BEGIN Data rows
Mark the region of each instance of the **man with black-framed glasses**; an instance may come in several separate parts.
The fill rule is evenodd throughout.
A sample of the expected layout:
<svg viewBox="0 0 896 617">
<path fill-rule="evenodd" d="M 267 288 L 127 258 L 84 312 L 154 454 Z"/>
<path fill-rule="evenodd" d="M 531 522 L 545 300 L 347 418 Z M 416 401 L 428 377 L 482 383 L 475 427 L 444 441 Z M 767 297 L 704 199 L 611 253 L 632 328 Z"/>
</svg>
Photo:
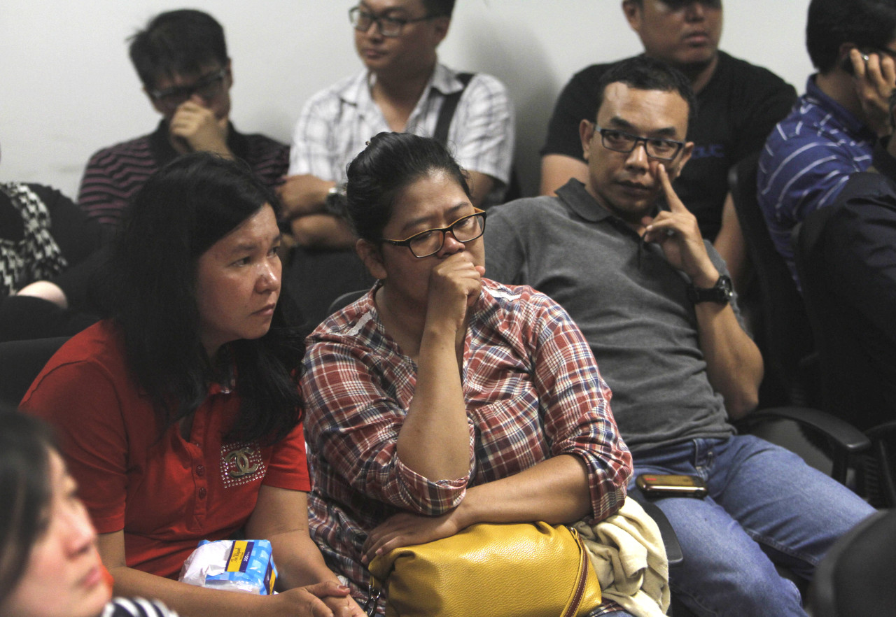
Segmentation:
<svg viewBox="0 0 896 617">
<path fill-rule="evenodd" d="M 280 189 L 300 245 L 352 250 L 356 238 L 339 215 L 346 167 L 382 132 L 439 139 L 442 116 L 447 124 L 440 141 L 470 173 L 474 204 L 502 201 L 513 152 L 513 108 L 495 78 L 438 62 L 453 8 L 453 0 L 361 0 L 349 9 L 364 70 L 306 103 Z"/>
<path fill-rule="evenodd" d="M 632 452 L 629 496 L 644 499 L 639 475 L 706 484 L 703 498 L 656 501 L 685 555 L 669 568 L 673 595 L 698 615 L 805 617 L 772 559 L 811 578 L 873 509 L 731 424 L 756 407 L 762 360 L 725 262 L 672 188 L 694 148 L 687 78 L 632 58 L 604 73 L 596 105 L 579 124 L 584 183 L 493 209 L 486 272 L 548 295 L 582 330 Z"/>
<path fill-rule="evenodd" d="M 722 0 L 622 0 L 621 4 L 644 55 L 681 70 L 691 81 L 700 114 L 688 128 L 694 143 L 691 162 L 675 187 L 743 291 L 749 268 L 728 172 L 762 148 L 797 92 L 771 71 L 719 49 Z M 552 194 L 570 177 L 584 179 L 579 123 L 590 114 L 595 88 L 611 65 L 582 69 L 557 98 L 540 152 L 541 194 Z"/>
<path fill-rule="evenodd" d="M 224 30 L 213 17 L 194 10 L 159 13 L 131 39 L 130 56 L 162 119 L 155 132 L 103 148 L 87 164 L 78 203 L 107 236 L 146 179 L 185 152 L 242 159 L 265 184 L 280 183 L 287 146 L 238 133 L 229 120 L 233 73 Z"/>
</svg>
END Data rows
Problem – Convert every line above into a Markdown table with the columns Row and Line, one row per line and no blank lines. Leave the pictures out.

Worked answer –
| Row | Line |
|---|---|
| 1 | Mark the region of each instance of the **man with black-framed glasses**; an instance may come in several separate parts. |
| 2 | The fill rule is evenodd throughout. |
| 3 | A sample of the expected layout: |
| 4 | <svg viewBox="0 0 896 617"> |
| 5 | <path fill-rule="evenodd" d="M 267 288 L 127 258 L 84 312 L 154 454 Z"/> |
| 6 | <path fill-rule="evenodd" d="M 531 522 L 545 300 L 347 418 Z M 416 401 L 428 377 L 482 383 L 475 427 L 444 441 Z M 767 297 L 704 199 L 611 253 L 632 328 Z"/> |
| 7 | </svg> |
| 8 | Photo: |
| 9 | Segmentation: |
| 10 | <svg viewBox="0 0 896 617"> |
| 11 | <path fill-rule="evenodd" d="M 280 189 L 300 245 L 352 250 L 356 238 L 339 215 L 346 167 L 382 132 L 439 139 L 442 116 L 447 124 L 440 141 L 470 173 L 474 204 L 502 201 L 513 152 L 513 108 L 495 78 L 438 62 L 453 8 L 453 0 L 361 0 L 349 9 L 364 70 L 306 103 Z"/> |
| 12 | <path fill-rule="evenodd" d="M 632 452 L 629 496 L 644 499 L 639 475 L 706 484 L 703 498 L 656 501 L 685 555 L 669 568 L 673 595 L 698 615 L 805 617 L 772 559 L 811 578 L 873 509 L 731 424 L 756 407 L 762 360 L 725 262 L 672 188 L 694 148 L 687 78 L 632 58 L 604 73 L 596 105 L 579 124 L 584 183 L 493 209 L 486 272 L 548 295 L 582 330 Z"/> |
| 13 | <path fill-rule="evenodd" d="M 722 0 L 622 0 L 621 4 L 644 55 L 681 70 L 691 81 L 700 114 L 688 128 L 694 143 L 691 162 L 675 187 L 743 291 L 749 268 L 728 172 L 762 148 L 797 92 L 771 71 L 719 49 Z M 552 194 L 570 177 L 584 179 L 579 123 L 590 114 L 595 88 L 611 65 L 582 69 L 557 98 L 540 152 L 541 194 Z"/> |
| 14 | <path fill-rule="evenodd" d="M 224 30 L 213 17 L 194 10 L 159 13 L 131 39 L 130 56 L 162 119 L 155 132 L 103 148 L 87 164 L 78 203 L 107 236 L 146 179 L 185 152 L 242 159 L 265 184 L 280 183 L 287 146 L 238 133 L 229 120 L 233 73 Z"/> |
| 15 | </svg> |